(What to work on): This exercise needs the complete data reproduced exactly.
[Data supplied — start]
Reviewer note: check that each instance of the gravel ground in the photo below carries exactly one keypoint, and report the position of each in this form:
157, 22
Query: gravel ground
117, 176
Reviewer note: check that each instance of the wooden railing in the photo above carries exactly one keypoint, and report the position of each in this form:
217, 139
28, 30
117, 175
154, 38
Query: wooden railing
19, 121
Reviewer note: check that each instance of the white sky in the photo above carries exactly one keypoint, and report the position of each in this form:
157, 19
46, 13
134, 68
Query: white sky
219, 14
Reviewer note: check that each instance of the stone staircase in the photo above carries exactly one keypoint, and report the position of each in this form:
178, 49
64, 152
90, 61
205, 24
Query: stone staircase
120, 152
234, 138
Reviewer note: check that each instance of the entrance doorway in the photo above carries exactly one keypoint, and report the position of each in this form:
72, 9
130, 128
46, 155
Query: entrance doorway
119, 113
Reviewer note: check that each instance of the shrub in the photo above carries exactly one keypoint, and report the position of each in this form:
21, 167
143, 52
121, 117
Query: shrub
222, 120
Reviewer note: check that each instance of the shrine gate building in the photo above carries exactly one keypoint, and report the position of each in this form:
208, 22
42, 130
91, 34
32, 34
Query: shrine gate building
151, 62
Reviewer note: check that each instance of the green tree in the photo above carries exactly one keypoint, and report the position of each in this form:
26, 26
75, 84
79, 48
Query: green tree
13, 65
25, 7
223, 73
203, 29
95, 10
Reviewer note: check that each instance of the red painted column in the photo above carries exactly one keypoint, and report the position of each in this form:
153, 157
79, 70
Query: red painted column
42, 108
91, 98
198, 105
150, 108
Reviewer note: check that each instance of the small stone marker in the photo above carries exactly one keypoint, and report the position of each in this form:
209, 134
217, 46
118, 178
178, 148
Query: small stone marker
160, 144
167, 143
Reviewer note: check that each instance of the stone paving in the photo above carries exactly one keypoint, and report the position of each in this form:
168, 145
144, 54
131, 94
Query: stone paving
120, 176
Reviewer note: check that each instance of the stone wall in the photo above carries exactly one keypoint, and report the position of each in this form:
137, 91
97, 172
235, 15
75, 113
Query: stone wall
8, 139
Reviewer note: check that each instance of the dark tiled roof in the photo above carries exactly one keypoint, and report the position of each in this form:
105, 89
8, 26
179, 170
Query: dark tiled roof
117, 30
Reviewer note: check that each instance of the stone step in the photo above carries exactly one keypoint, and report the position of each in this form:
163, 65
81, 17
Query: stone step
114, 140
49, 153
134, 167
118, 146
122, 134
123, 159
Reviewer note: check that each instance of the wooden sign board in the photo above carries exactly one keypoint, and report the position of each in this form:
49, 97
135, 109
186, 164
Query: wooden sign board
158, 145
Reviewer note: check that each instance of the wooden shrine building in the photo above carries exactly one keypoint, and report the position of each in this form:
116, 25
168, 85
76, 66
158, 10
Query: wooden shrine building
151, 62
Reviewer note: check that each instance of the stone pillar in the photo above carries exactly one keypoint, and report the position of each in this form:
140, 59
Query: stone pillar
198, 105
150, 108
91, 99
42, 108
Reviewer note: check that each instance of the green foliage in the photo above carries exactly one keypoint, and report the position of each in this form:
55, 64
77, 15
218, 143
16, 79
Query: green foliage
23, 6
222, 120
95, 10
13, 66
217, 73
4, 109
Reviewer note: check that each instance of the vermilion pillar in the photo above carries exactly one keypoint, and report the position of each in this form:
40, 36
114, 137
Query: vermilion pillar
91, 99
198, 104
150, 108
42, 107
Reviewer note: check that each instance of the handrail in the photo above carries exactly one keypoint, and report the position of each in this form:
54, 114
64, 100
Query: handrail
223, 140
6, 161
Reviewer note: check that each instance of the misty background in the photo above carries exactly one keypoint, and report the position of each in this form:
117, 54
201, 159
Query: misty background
[Data supplied — finish]
(Written solution):
Reviewer note: check that each instance of the gravel ground in the photo below carries exactly one keypoint, and report the position of each in this form:
157, 22
Query: gravel ground
117, 176
Reviewer note: check that each instance of the wooden railing in the photo above carries exactly one keypoint, and report the position of each in this form:
217, 139
28, 30
117, 175
154, 38
Query: wooden railing
19, 121
Reviewer note: check that each instance of the white sky in the photo above carries exactly one keypoint, and report the position of each in this form:
157, 19
46, 13
134, 68
Query: white sky
219, 14
Reviewer note: check that each instance of the stone staircase in the photo above carries exactly one keypoint, and report the position of each in this form:
178, 49
64, 152
90, 61
205, 24
Query: stone staircase
120, 152
234, 138
Reviewer note: check that each instance of the entrance doorway in the photo above carries exactly one keypoint, and report the position of each in this form:
72, 9
130, 128
46, 155
Query: entrance doorway
119, 113
Reviewer note: check that each instance of the shrub in the photo above carries exactly one keypoint, and report the position of each in this form:
21, 167
143, 52
121, 117
Query: shrub
222, 120
Reviewer note: check that each instance of the shrine gate building in the photo above carries exactly one keypoint, and report the position of each in this form:
208, 22
42, 130
91, 34
32, 34
Query: shrine gate building
151, 62
Reviewer note: check that each instance of the green tree in the photo above carries exactly one keypoint, and report the position of each in this form:
26, 26
75, 84
79, 48
Query: green tree
13, 65
25, 7
223, 73
203, 29
95, 10
Reviewer note: check that each instance of the red painted column in the photo above carries exactly one keypoint, and report the position of each in this form:
153, 157
79, 70
Query: red painted column
42, 108
91, 98
198, 105
150, 108
Reviewer note: check that each instance of the small stone marker in the photo above carries exactly one keypoint, and report the position of each in this form:
209, 134
217, 46
118, 178
178, 148
Query: small stone marker
160, 144
167, 143
Reviewer note: check that each instance of the stone paving in the photo above carries exactly one keypoint, and report the position of each in this form:
168, 145
144, 54
131, 94
Query: stone paving
120, 176
Reviewer note: check that each instance of the stone wall in the photo above carries exactly one keypoint, and report the position of each in this form:
137, 91
97, 172
235, 15
75, 113
Query: stone wall
8, 139
Reviewer note: check that each instance of the dark tiled roof in the photo above carries exactly one keypoint, and report the position of each in this form:
105, 89
8, 26
179, 170
Query: dark tiled roof
117, 30
Reviewer note: check that each instance of the stone step in the photo above carries exactly one keypoint, and report the position of each in this form:
163, 65
81, 17
Query: stone step
114, 140
49, 153
134, 167
118, 146
122, 134
123, 159
Reviewer note: check that each instance of the wooden sign board in the photo above carries exactly one keypoint, and report the position of each in this form:
49, 97
135, 109
186, 164
Query: wooden sign board
158, 145
Reviewer note: check that each instance of the wooden shrine building in the photo above carries exactly one keypoint, and report the position of each in this form:
116, 25
168, 85
76, 66
158, 10
Query: wooden shrine building
151, 62
Reviewer note: check that each instance of the stone pillar in the photo above carries exactly one keypoint, and report the position of each in this form:
140, 59
Query: stone pillar
198, 105
150, 108
91, 99
42, 108
Reviewer note: check that each instance of the green foliage in the photo above carries exactly one keypoint, and report the position of each in this form:
55, 64
77, 15
218, 143
16, 79
Query: green foliage
23, 6
222, 120
95, 10
13, 66
217, 73
4, 109
Reviewer note: check that each instance of the vermilion pillar in the photo above carries exactly one keypoint, and report the position of each in this form:
40, 36
114, 137
Query: vermilion pillar
91, 99
198, 104
150, 108
42, 107
Reviewer note: check that each instance of the handrail in the photo above carries exactly one keypoint, and report the position of each in this form:
54, 114
64, 100
Query: handrail
223, 140
6, 161
Reviewer note: check that each instance of the misty background in the photo above carries exactly one keypoint, and report the position of each in this form:
117, 54
201, 159
Query: misty background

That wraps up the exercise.